Movie Review: ‘The Hunger Games: Mockingjay Part 2’ Is A Prolonged, But Poignant Payoff

I would be completely disingenuous if I didn’t admit to my overall disappointment with the final chapter in this prolonged (should be) trilogy. I don’t think that the first half (Mockingjay Part 1) is a bad movie. I just don’t think it feels like a full movie or story of any kind. I don’t think there are any bad scenes in it. I just think there are lots of unnecessary or overlong scenes. The new one is significantly better, but it also stretches the material out beyond what is necessary.

The bottom line is that there was just never any good reason for this story to get stretched out over 2 movies and the entire series suffers for it. What could have easily been one of the greatest Sci Fi trilogies of all time has to settle for just being a good Sci Fi series. After the greatness of ‘Catching Fire’, that is absolutely one of the great disappointments of this decade. A tighter story could have been such a breathless finale that I might have liked it even better than the brilliant middle, but sadly that’s just not what we get.

Still, I’m being negative when the film in question is actually pretty damn good. The whole thing moves with much more purpose this time around and the bittersweet finale is truly thought provoking in its execution. There is also a unique poignancy to the wars conclusion that is quite perfect for the times. Not to mention that the whole thing is just generally more exciting.

There are rousing speeches, massive action sequences, large explosions, friends turning on one another, and an encounter with some underground monsters that is quick unforgettable. There is also a horrible bombing sequences here that illustrates the horror of war in a way that no other YA movie is likely to come close too. ‘The Hunger Games’ has always been so much more than a teen movie series and this one really cements that.

— Data listing —
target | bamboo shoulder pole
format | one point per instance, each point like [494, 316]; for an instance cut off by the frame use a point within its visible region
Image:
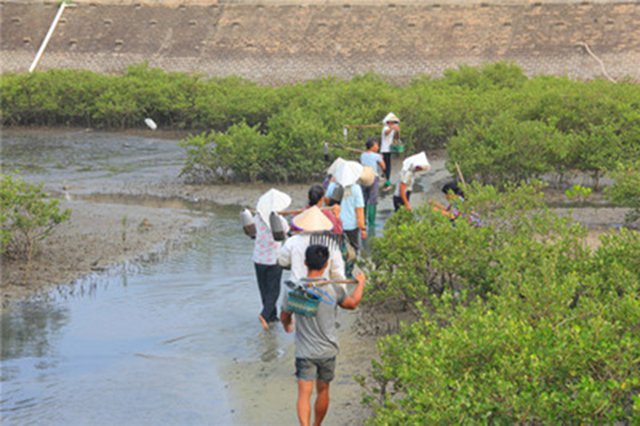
[45, 42]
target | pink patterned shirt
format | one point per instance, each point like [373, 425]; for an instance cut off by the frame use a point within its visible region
[266, 250]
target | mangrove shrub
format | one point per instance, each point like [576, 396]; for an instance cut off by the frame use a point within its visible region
[524, 325]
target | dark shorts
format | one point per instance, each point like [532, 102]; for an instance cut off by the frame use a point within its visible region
[316, 369]
[370, 193]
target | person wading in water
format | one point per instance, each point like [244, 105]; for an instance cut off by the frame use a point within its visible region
[316, 337]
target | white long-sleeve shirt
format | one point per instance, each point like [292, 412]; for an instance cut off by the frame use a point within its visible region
[292, 255]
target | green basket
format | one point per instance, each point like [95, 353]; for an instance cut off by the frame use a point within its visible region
[396, 149]
[303, 302]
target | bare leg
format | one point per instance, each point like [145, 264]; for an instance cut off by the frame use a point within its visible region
[322, 402]
[264, 322]
[305, 389]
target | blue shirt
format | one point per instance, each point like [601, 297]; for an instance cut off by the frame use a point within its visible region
[371, 159]
[351, 200]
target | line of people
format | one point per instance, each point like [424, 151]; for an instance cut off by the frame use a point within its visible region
[323, 242]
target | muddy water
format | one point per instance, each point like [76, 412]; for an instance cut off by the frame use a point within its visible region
[174, 341]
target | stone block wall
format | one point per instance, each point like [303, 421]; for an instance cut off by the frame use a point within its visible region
[278, 43]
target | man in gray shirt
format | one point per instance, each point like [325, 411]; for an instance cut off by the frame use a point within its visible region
[316, 337]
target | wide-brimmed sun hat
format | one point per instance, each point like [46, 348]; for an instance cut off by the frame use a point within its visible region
[272, 201]
[312, 220]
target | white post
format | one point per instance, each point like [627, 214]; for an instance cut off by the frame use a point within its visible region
[43, 46]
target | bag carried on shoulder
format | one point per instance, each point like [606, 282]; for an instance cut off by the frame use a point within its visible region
[303, 302]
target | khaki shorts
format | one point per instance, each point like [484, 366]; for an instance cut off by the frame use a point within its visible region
[316, 369]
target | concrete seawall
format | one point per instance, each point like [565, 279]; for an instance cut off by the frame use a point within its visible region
[277, 42]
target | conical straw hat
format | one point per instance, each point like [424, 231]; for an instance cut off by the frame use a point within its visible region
[272, 201]
[368, 176]
[417, 160]
[349, 173]
[312, 220]
[333, 168]
[390, 117]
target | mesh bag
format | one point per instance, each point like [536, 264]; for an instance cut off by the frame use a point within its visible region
[303, 302]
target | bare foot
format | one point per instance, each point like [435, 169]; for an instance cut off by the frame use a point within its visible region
[265, 324]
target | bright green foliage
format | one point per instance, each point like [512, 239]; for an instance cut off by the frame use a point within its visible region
[530, 326]
[507, 150]
[27, 216]
[497, 123]
[626, 189]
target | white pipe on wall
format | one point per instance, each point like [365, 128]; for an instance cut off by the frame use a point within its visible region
[52, 28]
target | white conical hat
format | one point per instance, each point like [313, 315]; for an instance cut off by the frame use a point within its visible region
[312, 220]
[390, 117]
[272, 201]
[417, 160]
[368, 176]
[333, 168]
[348, 173]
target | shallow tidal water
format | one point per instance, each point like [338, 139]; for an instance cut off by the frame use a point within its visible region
[170, 341]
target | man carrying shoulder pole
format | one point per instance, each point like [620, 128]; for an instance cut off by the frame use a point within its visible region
[316, 338]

— Stated exercise —
Write out the part of the movie review above that begins at the words "I would be completely" and stops after "what is necessary.".

— Final answer —
I would be completely disingenuous if I didn’t admit to my overall disappointment with the final chapter in this prolonged (should be) trilogy. I don’t think that the first half (Mockingjay Part 1) is a bad movie. I just don’t think it feels like a full movie or story of any kind. I don’t think there are any bad scenes in it. I just think there are lots of unnecessary or overlong scenes. The new one is significantly better, but it also stretches the material out beyond what is necessary.